■ What the task asks
In the passage on scientific paradigms, what did Popper consider the primary force of scientific change?

■ Extract to read
++++++++

Kuhn, the historian of science, defines scientific paradigms as ‘universally recognized scientific achievements that, for a time, provide model problems and solutions for a community of practitioners’ (Kuhn, 1996). He highlights that in contrast to the sciences in which there tends to be a single reigning paradigm - apart from in times of paradigm shift - the social sciences are characterized by a ‘tradition of claims, counterclaims, and debates over fundamentals’ (Kuhn, 1972). Notwithstanding, there are ‘dominant paradigm(s)’ shaping the values or mentalities of scholars, insiders, ideological adherents, and other citizens. A shift occurs when revisionist ideas replace dominant paradigms. In contrast to Popper, who considered falsifiability the primary force of scientific change, Kuhn states that invariably dominant paradigms can survive in the face of anomalies (Popper, 1959). Nevertheless, some accumulated or significant anomalies may throw them into crisis (Kuhn, 1996). As Markwick argues this process eventually evolves into an intellectual battle between the supporters and proponents of the new and dominant paradigms, creating a ‘paradigm shift’. The new-born paradigm may bring to the discipline a different system of definitions, conceptions, and terminology (Markwick, 2001: 3-31). Apart from, Kuhn’s significant contributions to our understanding about the underlying reasons of paradigm resilience and shift, Foucault’s ideas on the connection between power and discourse is useful to figure out why some discourse resist changes. For instance, in his archaeological works, he explores ‘the “rules of formation” and “regimes of truth” by which scientific knowledge progresses and through which human beings understand themselves.’ Foucault in his genealogical works exmines power and knowledge that ‘create the conditions for power to have particular truth effects’ (Välikangas and Seeck, 2011).

++++++++

■ Available data
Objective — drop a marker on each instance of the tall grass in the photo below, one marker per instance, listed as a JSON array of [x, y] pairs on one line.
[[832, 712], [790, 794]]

++++++++

■ Task solution
Falsifiability.